**What you should do**
Aside from the pictures, copy the listing exactly.
### Given data ###
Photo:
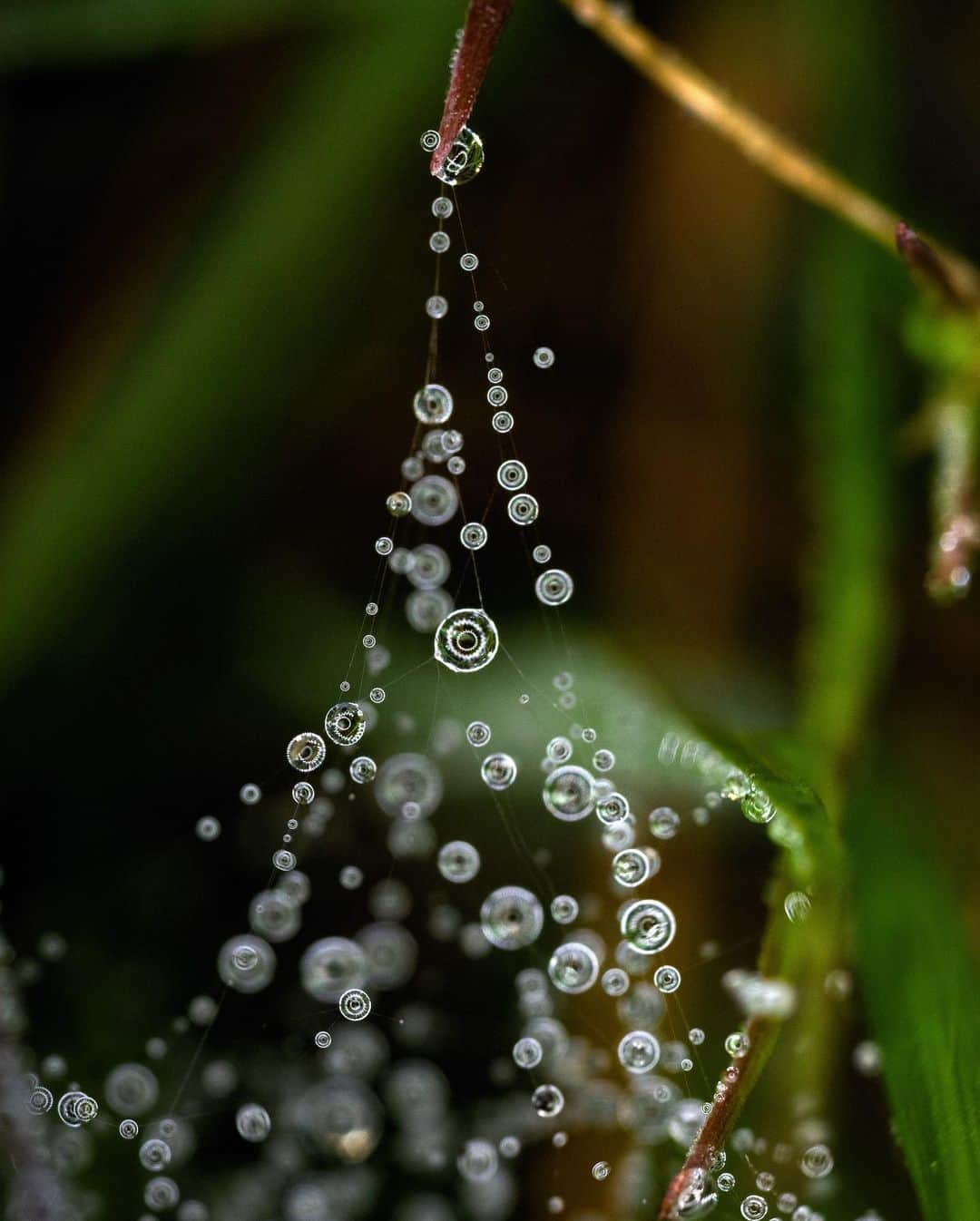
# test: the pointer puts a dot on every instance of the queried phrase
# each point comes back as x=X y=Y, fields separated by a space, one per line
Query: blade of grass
x=207 y=367
x=920 y=987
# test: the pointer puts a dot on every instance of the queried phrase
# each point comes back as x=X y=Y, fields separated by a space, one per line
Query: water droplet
x=306 y=752
x=345 y=723
x=511 y=918
x=473 y=535
x=638 y=1051
x=355 y=1004
x=649 y=925
x=433 y=405
x=554 y=588
x=464 y=160
x=573 y=967
x=499 y=770
x=466 y=640
x=522 y=509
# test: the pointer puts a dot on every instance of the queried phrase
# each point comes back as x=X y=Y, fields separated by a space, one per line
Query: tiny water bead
x=603 y=761
x=522 y=509
x=355 y=1004
x=433 y=405
x=564 y=909
x=613 y=808
x=758 y=806
x=511 y=918
x=559 y=750
x=512 y=474
x=458 y=861
x=499 y=770
x=638 y=1051
x=663 y=822
x=464 y=160
x=39 y=1100
x=573 y=967
x=154 y=1154
x=554 y=588
x=631 y=867
x=667 y=980
x=208 y=828
x=817 y=1161
x=398 y=504
x=797 y=906
x=473 y=535
x=570 y=793
x=306 y=752
x=527 y=1052
x=252 y=1122
x=649 y=925
x=615 y=982
x=434 y=501
x=737 y=1044
x=363 y=769
x=351 y=877
x=466 y=640
x=478 y=733
x=345 y=723
x=547 y=1101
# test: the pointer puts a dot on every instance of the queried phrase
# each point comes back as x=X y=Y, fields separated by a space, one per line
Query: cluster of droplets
x=366 y=1041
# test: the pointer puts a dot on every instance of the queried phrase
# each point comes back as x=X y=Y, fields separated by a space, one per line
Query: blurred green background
x=217 y=218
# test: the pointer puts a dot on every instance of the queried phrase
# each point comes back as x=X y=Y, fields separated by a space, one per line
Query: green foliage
x=922 y=991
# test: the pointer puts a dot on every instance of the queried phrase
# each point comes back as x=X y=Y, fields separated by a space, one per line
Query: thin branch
x=484 y=22
x=761 y=143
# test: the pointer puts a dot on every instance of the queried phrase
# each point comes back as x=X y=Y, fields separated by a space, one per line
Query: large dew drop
x=466 y=640
x=465 y=159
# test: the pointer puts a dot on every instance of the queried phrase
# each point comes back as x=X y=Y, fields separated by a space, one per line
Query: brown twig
x=926 y=265
x=484 y=22
x=761 y=143
x=737 y=1082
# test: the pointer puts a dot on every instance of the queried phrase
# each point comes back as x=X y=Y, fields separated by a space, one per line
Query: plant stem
x=760 y=142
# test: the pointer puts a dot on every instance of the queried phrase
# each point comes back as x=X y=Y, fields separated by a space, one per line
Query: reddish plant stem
x=739 y=1080
x=484 y=22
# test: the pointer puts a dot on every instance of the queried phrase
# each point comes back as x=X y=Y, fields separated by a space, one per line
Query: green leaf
x=208 y=366
x=922 y=989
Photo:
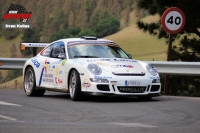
###
**Output for this task**
Photo:
# test: the pointer puts a dot on every instance of the queried phrase
# each point comes back as x=X y=Y, fields separated by a space, one per line
Query: blade of grass
x=207 y=367
x=920 y=987
# test: the pointer puts a dot on every instance of the queried phrase
# each point comes back as x=X y=Y, fields separated by a space, one per line
Query: water droplet
x=306 y=752
x=345 y=723
x=511 y=918
x=473 y=535
x=638 y=1051
x=355 y=1004
x=649 y=925
x=433 y=405
x=554 y=588
x=464 y=160
x=573 y=967
x=499 y=770
x=466 y=640
x=522 y=509
# test: the pointer puts a dot on every instance of the queried phrase
# each point comes back as x=X y=Y, fields separated by a space, one per line
Query: tiny water bead
x=603 y=761
x=522 y=509
x=355 y=1004
x=433 y=405
x=564 y=909
x=613 y=808
x=758 y=806
x=511 y=918
x=559 y=750
x=512 y=474
x=458 y=861
x=499 y=770
x=638 y=1051
x=663 y=822
x=464 y=160
x=39 y=1100
x=573 y=967
x=154 y=1154
x=554 y=588
x=631 y=867
x=667 y=980
x=208 y=828
x=817 y=1161
x=398 y=504
x=797 y=906
x=473 y=535
x=570 y=793
x=306 y=752
x=527 y=1052
x=252 y=1122
x=649 y=925
x=615 y=982
x=434 y=501
x=737 y=1044
x=363 y=769
x=351 y=877
x=466 y=640
x=478 y=733
x=345 y=723
x=547 y=1101
# test: the pointer puts a dot on every instance of the queried phrase
# each point comes back as x=X y=Y, fields separated by a space, one per line
Query: cluster of droplets
x=366 y=1041
# test: the pointer puts a dot on every instance of the queried phrase
# each point comes back as x=X y=Y, fields separated by a space, one per line
Query: blurred green background
x=217 y=218
# test: the pointer puts a dot on every instance of the queried phrase
# each point comes back as x=X y=Y, fields separated by a space, one per line
Query: green foliage
x=922 y=991
# test: the pointer puts a dot on every instance of the queried phrase
# each point comes back as x=X y=Y, fields separated by a space, one per line
Query: thin branch
x=484 y=22
x=761 y=143
# test: the pointer puts a dot on every instance of the queried phrase
# each point comes back as x=X y=Y, fields separated by a space, one per line
Query: large dew drop
x=466 y=640
x=465 y=159
# test: the pointer puts a dot on every instance of the queried phrase
# each point comes back as x=X y=Y, fields separated by a space, one per line
Query: brown twig
x=926 y=265
x=484 y=22
x=761 y=143
x=737 y=1082
# test: the pointer puts a dot on every instance of the queried phrase
# each point comes back as x=X y=Y, fields separated by a space, one per line
Query: plant stem
x=760 y=142
# test: the pointer puts a dot on every instance of the queried phrase
# each point comes back as x=X y=Y, fields separated by a space, one per line
Query: reddish plant stem
x=739 y=1080
x=484 y=22
# test: the pointer puts a dot on every instance of the queried phrase
# each point comes back as x=X y=Y, fields separated by a space, one per line
Query: green leaf
x=208 y=366
x=922 y=989
Photo:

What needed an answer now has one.